(Exercise goal) Rewrite the stretch from the start of the rows through the line containing "box: [463, 416, 1024, 606]", replacing "rough mask" with "coarse mask" and leaving everything else unchanged.

(Items from a dataset)
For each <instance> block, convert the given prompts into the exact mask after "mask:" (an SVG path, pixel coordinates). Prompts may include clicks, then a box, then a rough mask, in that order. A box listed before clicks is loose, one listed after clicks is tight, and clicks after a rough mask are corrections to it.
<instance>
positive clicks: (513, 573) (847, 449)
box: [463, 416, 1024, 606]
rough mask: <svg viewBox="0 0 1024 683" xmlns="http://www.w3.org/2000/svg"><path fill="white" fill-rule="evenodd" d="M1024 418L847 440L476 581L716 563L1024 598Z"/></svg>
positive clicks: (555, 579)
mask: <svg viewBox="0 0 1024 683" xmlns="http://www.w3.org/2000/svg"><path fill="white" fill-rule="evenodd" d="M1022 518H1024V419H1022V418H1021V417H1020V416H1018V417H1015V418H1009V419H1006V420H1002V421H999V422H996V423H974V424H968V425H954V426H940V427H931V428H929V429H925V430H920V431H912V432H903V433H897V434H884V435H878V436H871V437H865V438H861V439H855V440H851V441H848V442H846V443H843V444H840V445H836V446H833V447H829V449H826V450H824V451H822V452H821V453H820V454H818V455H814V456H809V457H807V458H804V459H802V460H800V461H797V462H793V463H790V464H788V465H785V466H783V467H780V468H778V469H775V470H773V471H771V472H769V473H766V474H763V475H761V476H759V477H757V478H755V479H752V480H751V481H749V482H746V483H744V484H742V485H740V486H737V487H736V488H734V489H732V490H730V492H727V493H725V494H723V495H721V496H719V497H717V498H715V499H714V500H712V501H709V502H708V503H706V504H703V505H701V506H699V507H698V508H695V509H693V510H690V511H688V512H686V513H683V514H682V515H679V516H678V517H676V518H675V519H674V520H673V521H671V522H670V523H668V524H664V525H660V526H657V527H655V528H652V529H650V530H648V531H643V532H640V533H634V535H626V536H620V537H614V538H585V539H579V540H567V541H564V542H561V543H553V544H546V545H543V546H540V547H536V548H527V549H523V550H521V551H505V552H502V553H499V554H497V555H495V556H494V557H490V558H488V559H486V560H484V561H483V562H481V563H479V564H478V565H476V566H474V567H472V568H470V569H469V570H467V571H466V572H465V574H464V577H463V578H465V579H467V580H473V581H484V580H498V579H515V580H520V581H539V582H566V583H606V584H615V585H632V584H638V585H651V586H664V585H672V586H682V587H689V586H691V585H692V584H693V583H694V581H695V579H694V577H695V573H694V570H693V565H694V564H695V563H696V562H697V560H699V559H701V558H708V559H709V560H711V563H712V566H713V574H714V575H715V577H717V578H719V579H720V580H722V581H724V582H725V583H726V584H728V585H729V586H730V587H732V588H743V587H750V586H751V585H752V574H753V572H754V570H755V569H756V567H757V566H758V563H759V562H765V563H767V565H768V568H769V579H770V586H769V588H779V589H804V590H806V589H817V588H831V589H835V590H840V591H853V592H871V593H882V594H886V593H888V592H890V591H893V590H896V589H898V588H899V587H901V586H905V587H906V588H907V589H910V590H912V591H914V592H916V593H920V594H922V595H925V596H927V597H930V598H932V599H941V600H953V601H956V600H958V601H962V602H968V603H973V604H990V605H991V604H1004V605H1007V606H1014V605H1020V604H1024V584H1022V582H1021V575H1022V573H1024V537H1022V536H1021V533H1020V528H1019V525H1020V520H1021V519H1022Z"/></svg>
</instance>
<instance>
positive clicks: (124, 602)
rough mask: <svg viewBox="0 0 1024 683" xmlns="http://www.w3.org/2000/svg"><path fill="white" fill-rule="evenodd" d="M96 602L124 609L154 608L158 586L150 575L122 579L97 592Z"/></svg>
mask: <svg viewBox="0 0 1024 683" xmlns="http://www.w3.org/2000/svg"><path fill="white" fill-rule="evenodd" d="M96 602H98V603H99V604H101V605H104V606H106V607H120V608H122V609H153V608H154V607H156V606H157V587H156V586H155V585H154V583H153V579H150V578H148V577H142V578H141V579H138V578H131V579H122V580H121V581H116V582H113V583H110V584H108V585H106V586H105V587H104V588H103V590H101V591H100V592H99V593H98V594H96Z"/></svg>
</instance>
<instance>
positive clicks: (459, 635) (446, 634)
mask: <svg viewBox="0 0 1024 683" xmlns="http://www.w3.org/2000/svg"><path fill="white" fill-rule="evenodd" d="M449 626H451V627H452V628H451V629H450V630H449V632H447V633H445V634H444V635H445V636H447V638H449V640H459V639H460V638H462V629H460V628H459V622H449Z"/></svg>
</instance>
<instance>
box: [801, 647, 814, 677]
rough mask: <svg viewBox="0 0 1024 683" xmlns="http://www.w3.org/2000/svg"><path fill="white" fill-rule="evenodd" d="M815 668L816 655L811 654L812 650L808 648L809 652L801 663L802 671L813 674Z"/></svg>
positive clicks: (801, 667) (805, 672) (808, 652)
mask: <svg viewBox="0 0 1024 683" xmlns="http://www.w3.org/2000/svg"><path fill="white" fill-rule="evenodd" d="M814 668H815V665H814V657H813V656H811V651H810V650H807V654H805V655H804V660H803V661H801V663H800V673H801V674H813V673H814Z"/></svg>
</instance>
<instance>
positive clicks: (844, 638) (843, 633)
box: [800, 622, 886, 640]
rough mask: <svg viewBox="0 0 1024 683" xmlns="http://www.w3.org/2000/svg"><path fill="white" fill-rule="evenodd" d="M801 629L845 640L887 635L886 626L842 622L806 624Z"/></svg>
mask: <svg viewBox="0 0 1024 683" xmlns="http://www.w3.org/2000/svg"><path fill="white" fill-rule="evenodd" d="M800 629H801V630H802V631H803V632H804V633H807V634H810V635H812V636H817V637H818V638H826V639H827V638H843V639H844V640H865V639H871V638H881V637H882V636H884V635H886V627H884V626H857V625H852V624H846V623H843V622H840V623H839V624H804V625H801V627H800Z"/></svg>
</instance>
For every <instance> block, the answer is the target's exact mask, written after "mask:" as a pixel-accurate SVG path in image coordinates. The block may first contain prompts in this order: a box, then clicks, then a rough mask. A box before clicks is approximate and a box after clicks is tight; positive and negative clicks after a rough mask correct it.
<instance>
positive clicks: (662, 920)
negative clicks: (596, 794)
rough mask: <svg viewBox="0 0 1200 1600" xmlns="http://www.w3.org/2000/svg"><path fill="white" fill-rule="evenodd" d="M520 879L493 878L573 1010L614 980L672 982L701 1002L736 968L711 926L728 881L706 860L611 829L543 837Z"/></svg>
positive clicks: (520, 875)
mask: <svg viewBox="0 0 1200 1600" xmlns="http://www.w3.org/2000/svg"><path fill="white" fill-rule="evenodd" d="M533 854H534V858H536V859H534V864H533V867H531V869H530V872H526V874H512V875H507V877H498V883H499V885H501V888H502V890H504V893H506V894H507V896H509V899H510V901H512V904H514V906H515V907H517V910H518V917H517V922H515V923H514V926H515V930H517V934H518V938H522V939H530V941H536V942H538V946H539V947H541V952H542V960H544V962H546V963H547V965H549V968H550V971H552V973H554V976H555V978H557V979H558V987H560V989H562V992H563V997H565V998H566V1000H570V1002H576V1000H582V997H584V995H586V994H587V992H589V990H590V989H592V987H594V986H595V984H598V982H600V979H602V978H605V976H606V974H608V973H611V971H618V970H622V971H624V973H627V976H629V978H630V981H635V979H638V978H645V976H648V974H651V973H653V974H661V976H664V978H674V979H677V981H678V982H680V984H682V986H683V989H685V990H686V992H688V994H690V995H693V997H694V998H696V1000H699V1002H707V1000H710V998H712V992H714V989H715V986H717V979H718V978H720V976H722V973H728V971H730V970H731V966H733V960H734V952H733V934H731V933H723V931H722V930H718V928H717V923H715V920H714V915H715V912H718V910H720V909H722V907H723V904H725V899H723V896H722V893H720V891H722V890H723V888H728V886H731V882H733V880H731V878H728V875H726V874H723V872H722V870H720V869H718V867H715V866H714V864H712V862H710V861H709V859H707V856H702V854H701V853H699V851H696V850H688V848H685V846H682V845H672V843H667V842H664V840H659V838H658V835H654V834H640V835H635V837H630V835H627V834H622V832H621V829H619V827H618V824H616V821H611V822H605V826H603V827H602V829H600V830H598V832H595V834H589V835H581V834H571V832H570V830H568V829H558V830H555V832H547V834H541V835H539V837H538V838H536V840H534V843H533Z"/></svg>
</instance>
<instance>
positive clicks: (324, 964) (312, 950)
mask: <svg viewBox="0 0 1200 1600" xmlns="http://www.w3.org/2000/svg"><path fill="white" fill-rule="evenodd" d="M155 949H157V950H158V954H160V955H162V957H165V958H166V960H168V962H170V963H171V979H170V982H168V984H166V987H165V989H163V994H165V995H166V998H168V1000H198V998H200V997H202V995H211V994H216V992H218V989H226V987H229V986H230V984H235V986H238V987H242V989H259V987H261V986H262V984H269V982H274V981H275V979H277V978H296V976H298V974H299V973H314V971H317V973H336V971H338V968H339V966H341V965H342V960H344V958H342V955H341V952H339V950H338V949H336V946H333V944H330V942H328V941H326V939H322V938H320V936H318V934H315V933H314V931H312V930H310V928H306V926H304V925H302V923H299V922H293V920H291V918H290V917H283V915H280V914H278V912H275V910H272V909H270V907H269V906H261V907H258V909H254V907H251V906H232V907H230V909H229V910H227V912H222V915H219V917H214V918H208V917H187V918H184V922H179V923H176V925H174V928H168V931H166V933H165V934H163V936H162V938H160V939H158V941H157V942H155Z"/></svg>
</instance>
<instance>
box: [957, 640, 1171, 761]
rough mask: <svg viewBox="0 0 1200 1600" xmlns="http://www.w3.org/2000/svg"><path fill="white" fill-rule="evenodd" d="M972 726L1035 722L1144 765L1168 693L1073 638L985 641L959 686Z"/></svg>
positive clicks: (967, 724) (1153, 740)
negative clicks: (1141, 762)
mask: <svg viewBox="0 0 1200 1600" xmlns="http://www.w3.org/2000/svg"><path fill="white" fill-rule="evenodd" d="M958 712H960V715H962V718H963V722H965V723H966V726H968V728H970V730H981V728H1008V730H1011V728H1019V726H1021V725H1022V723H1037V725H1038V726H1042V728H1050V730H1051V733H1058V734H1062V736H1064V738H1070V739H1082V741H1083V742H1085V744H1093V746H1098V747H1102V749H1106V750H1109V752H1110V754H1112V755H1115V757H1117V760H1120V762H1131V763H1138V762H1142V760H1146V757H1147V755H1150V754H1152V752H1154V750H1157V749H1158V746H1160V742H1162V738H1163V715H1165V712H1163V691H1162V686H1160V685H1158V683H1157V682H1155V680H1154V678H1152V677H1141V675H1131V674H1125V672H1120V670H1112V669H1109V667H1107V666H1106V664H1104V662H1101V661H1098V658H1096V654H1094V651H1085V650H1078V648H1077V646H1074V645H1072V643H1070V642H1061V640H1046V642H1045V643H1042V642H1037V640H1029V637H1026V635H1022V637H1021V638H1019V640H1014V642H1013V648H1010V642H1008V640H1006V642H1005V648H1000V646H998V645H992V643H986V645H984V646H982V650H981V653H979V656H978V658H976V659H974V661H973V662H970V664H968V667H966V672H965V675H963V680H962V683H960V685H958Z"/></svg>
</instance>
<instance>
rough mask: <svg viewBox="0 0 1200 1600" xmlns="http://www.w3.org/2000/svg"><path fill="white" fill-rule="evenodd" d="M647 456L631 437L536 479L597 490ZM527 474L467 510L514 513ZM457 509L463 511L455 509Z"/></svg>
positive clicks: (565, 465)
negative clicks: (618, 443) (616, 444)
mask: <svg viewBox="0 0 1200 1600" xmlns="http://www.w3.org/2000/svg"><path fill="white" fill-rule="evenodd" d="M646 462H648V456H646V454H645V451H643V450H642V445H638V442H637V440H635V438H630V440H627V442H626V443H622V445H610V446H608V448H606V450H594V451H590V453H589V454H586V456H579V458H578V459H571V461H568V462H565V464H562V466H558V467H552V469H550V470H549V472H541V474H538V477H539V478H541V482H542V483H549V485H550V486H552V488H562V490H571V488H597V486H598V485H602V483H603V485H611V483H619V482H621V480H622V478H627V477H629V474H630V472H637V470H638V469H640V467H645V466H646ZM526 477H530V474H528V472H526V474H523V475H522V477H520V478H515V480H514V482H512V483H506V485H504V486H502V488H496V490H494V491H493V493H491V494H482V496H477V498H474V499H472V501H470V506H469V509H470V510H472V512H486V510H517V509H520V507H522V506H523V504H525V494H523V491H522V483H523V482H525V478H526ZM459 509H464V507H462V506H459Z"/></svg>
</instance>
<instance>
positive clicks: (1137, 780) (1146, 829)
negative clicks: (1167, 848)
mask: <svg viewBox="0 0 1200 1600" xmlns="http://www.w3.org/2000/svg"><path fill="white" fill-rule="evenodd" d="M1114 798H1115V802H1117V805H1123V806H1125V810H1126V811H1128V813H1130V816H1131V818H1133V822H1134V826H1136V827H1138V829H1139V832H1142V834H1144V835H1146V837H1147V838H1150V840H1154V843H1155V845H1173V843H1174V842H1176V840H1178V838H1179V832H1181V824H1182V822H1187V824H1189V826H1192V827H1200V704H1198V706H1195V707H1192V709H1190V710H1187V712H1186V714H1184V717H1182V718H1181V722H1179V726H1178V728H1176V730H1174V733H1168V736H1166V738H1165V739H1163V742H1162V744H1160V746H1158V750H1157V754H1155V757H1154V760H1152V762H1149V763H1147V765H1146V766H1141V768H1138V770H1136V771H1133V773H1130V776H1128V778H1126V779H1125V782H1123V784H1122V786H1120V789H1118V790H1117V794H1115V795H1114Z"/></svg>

(Output of the task)
For each <instance> block, convert the given prompts into the exact mask after "mask:" (an SVG path, pixel coordinates). Prompts may include clicks, then a box, then a coarse mask, in that order. A box listed before clicks is loose, one listed after clicks is tight, and clicks after a coarse mask are corrections to it.
<instance>
positive clicks: (513, 573) (847, 449)
box: [463, 416, 1024, 606]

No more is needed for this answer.